__Ziel a__
Zitieren Sie den gesamten Lesetext über den Neustart des Leselernprozesses wortgetreu.

Bei einem Neustart des Leselernprozesses muss ein strukturierter Unterricht durchgeführt werden, bei dem die Laut-Silbe-Wort-Beziehung streng eingehalten wird. Einige analytische Leselernkonzepte bieten hier eine gute Auswahl an Lehr- und Lernmitteln an.

Es gibt Projekte, bei denen Kinder in Kleingruppen nochmals das Lesen erfolgreich lernen. Hilfreich ist bei manchen dieser Kinder die Zuhilfenahme von Lautgebärden, die eine zusätzliche Sicherheit bei der Laut-Buchstabenzuordnung bieten.

Ebenso gilt es, Ängste abzubauen und eine Entlastung betroffener Kinder hinsichtlich des Notendrucks zu schaffen. Weiterhin ist zu psychologischer Intervention zu raten. So kann eine nachhaltige Lernmotivation geschaffen werden und andere Begleiterscheinungen können besser bewältigt werden.

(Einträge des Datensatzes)

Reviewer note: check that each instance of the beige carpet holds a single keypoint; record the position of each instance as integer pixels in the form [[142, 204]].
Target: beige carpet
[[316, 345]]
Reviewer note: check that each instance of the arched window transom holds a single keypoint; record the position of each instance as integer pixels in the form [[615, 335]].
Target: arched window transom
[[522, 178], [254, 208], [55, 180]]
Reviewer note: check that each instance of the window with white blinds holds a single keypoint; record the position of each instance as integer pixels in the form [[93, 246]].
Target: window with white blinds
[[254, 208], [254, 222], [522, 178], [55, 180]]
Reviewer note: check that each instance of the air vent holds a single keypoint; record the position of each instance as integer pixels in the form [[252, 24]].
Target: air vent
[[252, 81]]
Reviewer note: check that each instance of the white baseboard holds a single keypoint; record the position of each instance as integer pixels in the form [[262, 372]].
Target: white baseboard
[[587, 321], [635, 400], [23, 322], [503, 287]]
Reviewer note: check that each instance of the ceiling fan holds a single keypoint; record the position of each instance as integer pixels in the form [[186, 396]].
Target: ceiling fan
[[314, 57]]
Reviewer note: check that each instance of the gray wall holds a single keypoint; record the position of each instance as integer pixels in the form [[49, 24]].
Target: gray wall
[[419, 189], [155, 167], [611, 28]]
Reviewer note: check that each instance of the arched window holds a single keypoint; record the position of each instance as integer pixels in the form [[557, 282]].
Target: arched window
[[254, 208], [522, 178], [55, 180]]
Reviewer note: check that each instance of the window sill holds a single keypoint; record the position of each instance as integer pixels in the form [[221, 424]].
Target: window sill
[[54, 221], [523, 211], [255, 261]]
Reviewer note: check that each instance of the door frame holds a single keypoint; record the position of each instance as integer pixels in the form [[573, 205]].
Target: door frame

__Ziel b__
Geben Sie aus den Einträgen den Abschnitt von der Zeile mit „form [[615, 335]].“ bis zur Zeile mit „[[252, 81]]“ unverändert aus, beide Zeilen eingeschlossen.

__Schriftliche Antwort a__
Bei einem Neustart des Leselernprozesses muss ein strukturierter Unterricht durchgeführt werden, bei dem die Laut-Silbe-Wort-Beziehung streng eingehalten wird. Einige analytische Leselernkonzepte bieten hier eine gute Auswahl an Lehr- und Lernmitteln an.

Es gibt Projekte, bei denen Kinder in Kleingruppen nochmals das Lesen erfolgreich lernen. Hilfreich ist bei manchen dieser Kinder die Zuhilfenahme von Lautgebärden, die eine zusätzliche Sicherheit bei der Laut-Buchstabenzuordnung bieten.

Ebenso gilt es, Ängste abzubauen und eine Entlastung betroffener Kinder hinsichtlich des Notendrucks zu schaffen. Weiterhin ist zu psychologischer Intervention zu raten. So kann eine nachhaltige Lernmotivation geschaffen werden und andere Begleiterscheinungen können besser bewältigt werden.

__Schriftliche Antwort b__
Reviewer note: check that each instance of the arched window transom holds a single keypoint; record the position of each instance as integer pixels in the form [[615, 335]].
Target: arched window transom
[[522, 178], [254, 208], [55, 180]]
Reviewer note: check that each instance of the window with white blinds holds a single keypoint; record the position of each instance as integer pixels in the form [[93, 246]].
Target: window with white blinds
[[254, 208], [254, 222], [522, 178], [55, 180]]
Reviewer note: check that each instance of the air vent holds a single keypoint; record the position of each instance as integer pixels in the form [[252, 24]].
Target: air vent
[[252, 81]]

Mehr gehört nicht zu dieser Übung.